== TEXT SEGMENT ==
Nature of Science Theme

Scientists’ predictions are based on their existing science knowledge…

Scientists’ background knowledge about elasticity, friction, and materials is applied when they predict the behaviour of a bouncing ball.

DSSA Investigation Focus

Students’ investigations may have unexpected results…

Reasons for unexpected results may include faulty equipment, design of the investigation, recording technique, and so on.

Activity

What you need

• A range of balls of similar size and shape, some hard and some soft, for example:
  • table tennis ball
  • golf ball
  • squash ball
  • solid rubber ball
  • high-bouncing plastic ball.
• A table or desk (preferably rectangular) with a smooth undersurface.
• A hard (uncarpeted) floor surface on which to bounce the balls.

Note: Supporting activity resources are provided below.

Focus

• What types of materials are the balls made of?
• What kinds of materials would make the ball bounce easily? What sorts of materials are not very bouncy?
• How do different balls bounce, for example, a cricket ball compared to a tennis ball?
• When you bounce a ball, is it possible for you to predict where the ball will end up? What games do you play that depend on predicting where a ball will bounce?

Exploration

1. Choose two students (thrower and catcher) to stand at each end of the table/desk. (Alternatively, construct a target to place at the far end of the table.)

== DATASET EXCERPT ==
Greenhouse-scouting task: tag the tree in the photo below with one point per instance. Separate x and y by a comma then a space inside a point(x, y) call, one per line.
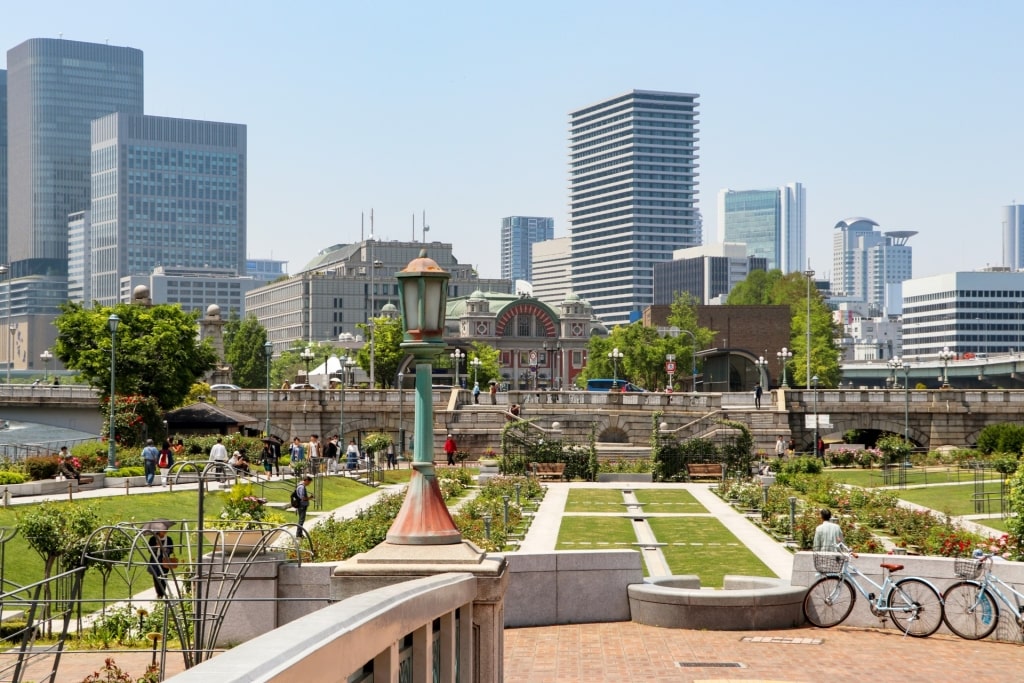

== STATED EXERCISE A ==
Reproduce the bouncing-ball activity starting at "Note: Supporting activity" and ending at "ball will bounce?", using "hockey ball" in place of "cricket ball".
== STATED EXERCISE B ==
Please extend the bouncing-ball activity beyond its final line.

== OUTPUT A ==
Note: Supporting activity resources are provided below.

Focus

• What types of materials are the balls made of?
• What kinds of materials would make the ball bounce easily? What sorts of materials are not very bouncy?
• How do different balls bounce, for example, a hockey ball compared to a tennis ball?
• When you bounce a ball, is it possible for you to predict where the ball will end up? What games do you play that depend on predicting where a ball will bounce?

== OUTPUT B ==
2. Have the thrower choose a ball, and prepare to bounce it between the legs of the table/desk (that is, aiming at a midpoint between the two nearest legs), so that it will then rebound off the undersurface of the desk.
3. Get the rest of the class to:
   • predict, with reasons, where the catcher will need to stand to receive the ball (or where, on the target, the ball will strike)
   • discuss and decide how to test and record the outcomes.
4. Have the thrower throw the ball.
5. Get the students to compare the result with their predictions.
6. Repeat the activity using:
   • the same ball, several times (to test consistency of results)
   • different balls
   • different throwing techniques.
7. Get the students to:
   • tabulate the results
   • consider ways to improve or change their testing/recording methods, for example, by marking the ball with chalk.
8. Explore further by getting students to search for explanations for their observations. Have them present and support their explanations to the class.

Extension

• How do cricketers put spin on balls to change the way they bounce? Are there other sports where the spin of the ball affects the way the ball bounces?

Reflection

• How might a group of scientists approach this activity? Would they do anything different from what you did? Why/why not? (Scientists have background knowledge about elasticity, friction and materials to use when predicting bounce behaviour.)
• Did you get the results you expected?
• If not, what else did you do to help you find out what was happening?
• Which types of balls did or didn’t follow your predictions?
• What factors seem more important in predicting ball bounce – the ball size, shape or composition?
• Now that you’ve carried out these experiments, can you use what you’ve found out to test a different range of similar-sized/shaped balls (for example, tennis ball, billiard ball, wooden ball, petanque ball, cricket ball, baseball)?
• Based on your experience, predict how you think these different balls will behave. Is how the ball is used in the game related to the way it behaves?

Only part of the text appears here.